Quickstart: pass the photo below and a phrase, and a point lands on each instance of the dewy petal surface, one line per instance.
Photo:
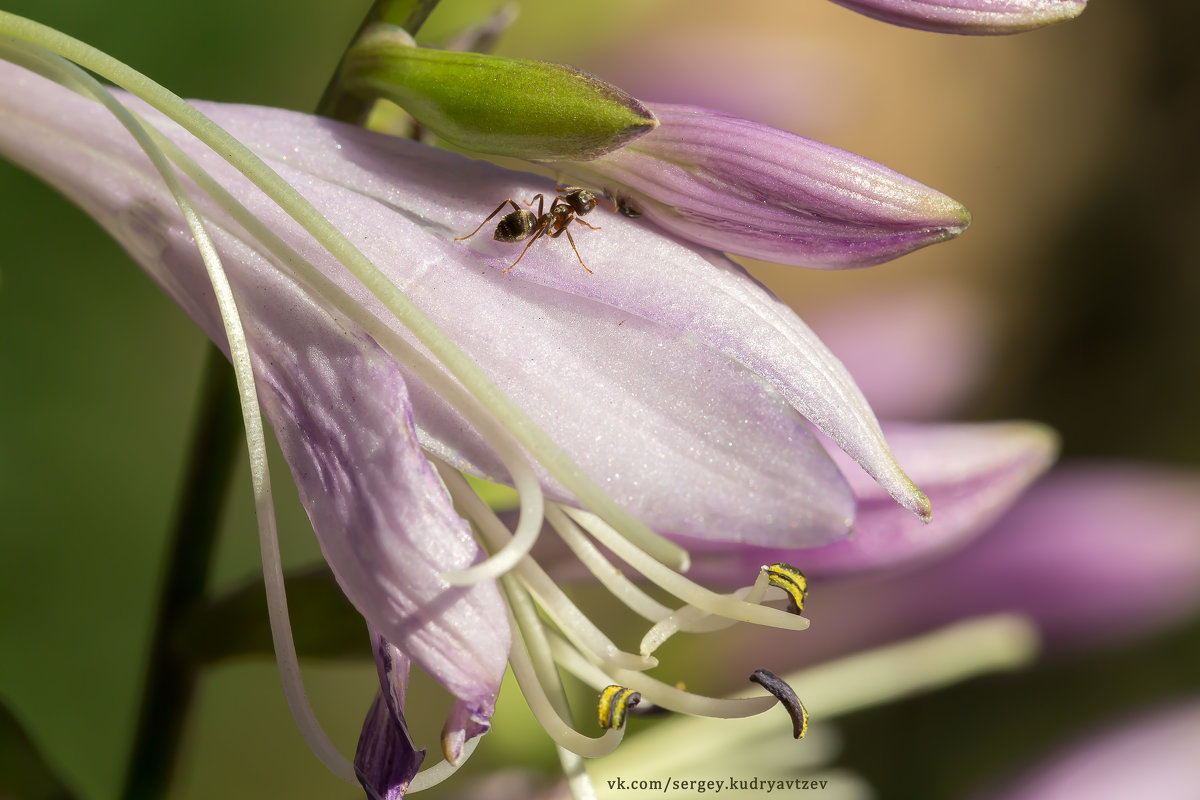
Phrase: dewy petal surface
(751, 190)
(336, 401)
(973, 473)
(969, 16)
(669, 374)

# # # #

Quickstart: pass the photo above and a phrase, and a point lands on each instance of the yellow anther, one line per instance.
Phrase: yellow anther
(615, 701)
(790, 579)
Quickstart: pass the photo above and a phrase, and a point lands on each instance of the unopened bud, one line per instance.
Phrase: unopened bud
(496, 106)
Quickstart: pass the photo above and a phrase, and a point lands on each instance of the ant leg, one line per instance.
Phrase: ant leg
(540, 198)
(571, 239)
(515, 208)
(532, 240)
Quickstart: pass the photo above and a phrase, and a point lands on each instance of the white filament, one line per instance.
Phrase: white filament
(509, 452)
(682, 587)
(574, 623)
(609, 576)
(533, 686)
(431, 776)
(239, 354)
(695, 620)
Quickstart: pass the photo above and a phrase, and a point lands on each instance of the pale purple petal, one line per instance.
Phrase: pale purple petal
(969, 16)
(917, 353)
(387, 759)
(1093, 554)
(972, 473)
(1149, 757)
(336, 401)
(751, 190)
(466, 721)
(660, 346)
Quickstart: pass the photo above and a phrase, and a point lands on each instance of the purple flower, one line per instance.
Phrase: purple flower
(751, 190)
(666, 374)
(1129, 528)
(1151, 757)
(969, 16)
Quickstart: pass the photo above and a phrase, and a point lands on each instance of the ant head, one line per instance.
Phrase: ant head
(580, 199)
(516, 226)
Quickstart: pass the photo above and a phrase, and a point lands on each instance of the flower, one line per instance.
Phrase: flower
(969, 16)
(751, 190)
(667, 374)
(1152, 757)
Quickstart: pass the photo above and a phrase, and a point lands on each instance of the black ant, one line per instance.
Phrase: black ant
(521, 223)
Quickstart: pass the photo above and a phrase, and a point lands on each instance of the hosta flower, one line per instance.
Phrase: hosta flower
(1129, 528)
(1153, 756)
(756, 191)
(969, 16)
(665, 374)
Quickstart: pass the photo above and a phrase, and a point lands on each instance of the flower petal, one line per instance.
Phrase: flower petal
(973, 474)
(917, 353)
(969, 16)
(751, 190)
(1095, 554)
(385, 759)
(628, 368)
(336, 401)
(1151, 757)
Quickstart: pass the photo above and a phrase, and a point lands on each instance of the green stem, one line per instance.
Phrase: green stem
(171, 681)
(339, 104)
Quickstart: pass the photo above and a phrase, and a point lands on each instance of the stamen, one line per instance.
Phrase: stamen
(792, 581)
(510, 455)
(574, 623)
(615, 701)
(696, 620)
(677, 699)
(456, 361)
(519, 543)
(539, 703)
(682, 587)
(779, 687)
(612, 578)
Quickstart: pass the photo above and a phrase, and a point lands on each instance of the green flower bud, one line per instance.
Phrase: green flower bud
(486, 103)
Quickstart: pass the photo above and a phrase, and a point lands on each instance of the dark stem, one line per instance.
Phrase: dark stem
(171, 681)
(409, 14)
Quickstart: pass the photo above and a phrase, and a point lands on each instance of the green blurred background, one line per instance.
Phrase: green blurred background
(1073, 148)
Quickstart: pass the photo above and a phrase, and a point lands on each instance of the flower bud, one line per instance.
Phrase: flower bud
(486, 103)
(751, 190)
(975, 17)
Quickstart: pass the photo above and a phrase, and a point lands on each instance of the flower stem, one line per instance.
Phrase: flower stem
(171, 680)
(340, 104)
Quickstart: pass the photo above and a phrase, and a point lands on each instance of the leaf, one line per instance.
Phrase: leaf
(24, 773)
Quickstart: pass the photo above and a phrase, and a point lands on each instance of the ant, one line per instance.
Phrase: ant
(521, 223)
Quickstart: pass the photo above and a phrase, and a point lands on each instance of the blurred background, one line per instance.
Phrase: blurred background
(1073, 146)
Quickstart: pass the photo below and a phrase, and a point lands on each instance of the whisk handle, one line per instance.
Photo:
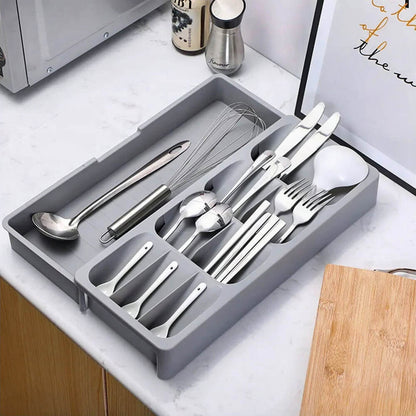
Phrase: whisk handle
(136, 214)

# # # #

Copy out every line of the entries above that contains the string "handle", and note that case counts.

#### [Answer]
Quickstart: pass the photo below and a phrase, and a point lands on each instance of the whisk handle, one line per instance.
Phrase: whisk handle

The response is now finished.